# Aim of the task:
Tally the lines in the records below that contain the string "hand", with case counting, and reply with the number alone.
** start of Records for processing **
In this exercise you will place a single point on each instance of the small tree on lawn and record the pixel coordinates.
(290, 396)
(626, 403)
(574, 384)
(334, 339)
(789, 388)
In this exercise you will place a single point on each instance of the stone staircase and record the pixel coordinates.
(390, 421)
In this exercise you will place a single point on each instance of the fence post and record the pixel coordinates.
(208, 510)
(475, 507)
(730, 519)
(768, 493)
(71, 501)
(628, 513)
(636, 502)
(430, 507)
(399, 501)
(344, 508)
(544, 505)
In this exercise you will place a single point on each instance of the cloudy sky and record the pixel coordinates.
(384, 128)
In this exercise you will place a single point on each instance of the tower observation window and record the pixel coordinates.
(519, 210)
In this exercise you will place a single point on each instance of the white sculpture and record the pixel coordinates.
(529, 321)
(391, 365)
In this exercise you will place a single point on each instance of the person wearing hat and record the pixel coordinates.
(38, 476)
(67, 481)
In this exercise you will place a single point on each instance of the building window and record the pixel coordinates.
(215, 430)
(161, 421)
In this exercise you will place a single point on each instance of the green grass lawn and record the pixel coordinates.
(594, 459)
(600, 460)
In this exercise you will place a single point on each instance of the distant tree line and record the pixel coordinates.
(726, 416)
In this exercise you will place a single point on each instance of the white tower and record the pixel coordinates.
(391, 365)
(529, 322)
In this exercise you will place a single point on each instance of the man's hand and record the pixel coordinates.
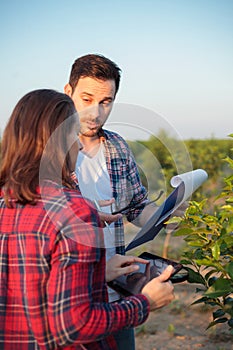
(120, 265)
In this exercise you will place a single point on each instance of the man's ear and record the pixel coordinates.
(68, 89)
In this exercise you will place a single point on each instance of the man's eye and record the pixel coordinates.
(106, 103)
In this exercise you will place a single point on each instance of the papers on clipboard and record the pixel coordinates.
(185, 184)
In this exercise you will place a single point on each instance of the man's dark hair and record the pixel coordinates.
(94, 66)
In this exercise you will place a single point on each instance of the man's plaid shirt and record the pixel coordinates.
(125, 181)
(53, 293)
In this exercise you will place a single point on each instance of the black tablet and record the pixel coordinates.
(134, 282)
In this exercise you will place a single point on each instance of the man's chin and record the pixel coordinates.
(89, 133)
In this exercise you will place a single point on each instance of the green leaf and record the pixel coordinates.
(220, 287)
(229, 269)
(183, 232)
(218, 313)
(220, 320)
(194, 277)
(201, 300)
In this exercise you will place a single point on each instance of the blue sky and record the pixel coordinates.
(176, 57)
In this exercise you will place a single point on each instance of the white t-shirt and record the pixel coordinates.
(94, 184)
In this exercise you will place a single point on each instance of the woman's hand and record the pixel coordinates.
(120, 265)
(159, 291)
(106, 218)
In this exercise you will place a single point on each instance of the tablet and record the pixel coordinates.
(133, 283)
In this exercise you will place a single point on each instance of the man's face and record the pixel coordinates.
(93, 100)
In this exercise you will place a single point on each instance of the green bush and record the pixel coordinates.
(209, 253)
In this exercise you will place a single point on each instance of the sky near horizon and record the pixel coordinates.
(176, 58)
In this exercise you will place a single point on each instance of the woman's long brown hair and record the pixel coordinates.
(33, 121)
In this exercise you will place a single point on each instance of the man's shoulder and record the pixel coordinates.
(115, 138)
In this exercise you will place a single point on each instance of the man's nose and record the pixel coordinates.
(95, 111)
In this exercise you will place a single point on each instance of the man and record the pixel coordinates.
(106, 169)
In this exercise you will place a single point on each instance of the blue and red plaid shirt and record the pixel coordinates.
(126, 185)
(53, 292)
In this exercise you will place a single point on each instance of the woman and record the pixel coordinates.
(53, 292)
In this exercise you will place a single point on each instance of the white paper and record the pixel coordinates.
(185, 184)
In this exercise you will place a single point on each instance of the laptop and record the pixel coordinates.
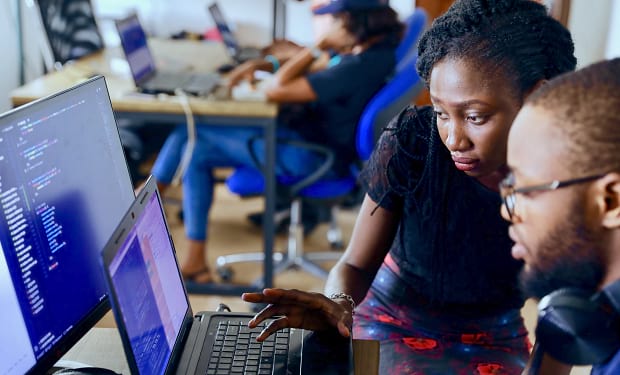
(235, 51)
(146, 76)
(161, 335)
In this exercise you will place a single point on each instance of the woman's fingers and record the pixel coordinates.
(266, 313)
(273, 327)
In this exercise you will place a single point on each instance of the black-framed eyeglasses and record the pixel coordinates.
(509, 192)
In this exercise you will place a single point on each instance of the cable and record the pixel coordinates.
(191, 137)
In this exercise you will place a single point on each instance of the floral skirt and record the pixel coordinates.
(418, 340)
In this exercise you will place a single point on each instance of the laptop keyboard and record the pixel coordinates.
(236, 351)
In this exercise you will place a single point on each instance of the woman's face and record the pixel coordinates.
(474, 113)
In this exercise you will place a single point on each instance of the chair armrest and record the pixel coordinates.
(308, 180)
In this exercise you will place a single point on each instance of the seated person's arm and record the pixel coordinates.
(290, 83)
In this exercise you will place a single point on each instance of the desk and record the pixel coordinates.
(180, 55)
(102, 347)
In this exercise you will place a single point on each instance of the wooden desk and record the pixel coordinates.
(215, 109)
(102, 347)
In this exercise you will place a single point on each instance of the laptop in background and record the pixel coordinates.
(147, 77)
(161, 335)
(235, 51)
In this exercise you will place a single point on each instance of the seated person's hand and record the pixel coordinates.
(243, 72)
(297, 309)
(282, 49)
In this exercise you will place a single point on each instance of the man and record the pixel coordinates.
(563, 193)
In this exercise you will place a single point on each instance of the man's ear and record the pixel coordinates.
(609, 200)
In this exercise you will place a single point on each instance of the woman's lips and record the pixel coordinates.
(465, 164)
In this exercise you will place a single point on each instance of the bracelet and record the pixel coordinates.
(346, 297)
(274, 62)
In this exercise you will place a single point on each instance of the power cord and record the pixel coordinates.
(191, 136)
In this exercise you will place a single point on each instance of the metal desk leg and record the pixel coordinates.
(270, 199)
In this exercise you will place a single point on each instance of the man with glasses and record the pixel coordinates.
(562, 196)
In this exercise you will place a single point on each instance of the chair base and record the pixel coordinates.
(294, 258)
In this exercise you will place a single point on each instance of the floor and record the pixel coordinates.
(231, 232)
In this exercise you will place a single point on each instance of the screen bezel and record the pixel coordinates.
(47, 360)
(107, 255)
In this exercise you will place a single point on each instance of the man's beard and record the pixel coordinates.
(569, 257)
** end of Records for processing **
** start of Records for processing **
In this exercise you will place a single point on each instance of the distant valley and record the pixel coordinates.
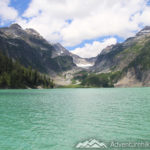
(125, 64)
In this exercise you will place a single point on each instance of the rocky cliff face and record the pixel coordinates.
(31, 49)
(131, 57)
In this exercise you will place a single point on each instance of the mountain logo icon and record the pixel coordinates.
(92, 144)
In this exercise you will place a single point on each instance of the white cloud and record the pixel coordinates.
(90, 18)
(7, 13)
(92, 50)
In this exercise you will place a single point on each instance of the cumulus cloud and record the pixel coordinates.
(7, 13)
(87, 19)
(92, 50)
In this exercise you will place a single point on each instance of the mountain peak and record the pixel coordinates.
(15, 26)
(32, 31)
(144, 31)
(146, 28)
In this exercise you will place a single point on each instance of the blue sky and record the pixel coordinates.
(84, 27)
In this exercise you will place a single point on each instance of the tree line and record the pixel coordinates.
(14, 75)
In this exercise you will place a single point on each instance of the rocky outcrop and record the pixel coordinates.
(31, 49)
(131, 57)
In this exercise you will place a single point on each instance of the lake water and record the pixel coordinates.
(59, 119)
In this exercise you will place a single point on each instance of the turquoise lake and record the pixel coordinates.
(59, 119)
** end of Records for processing **
# Finished exercise:
3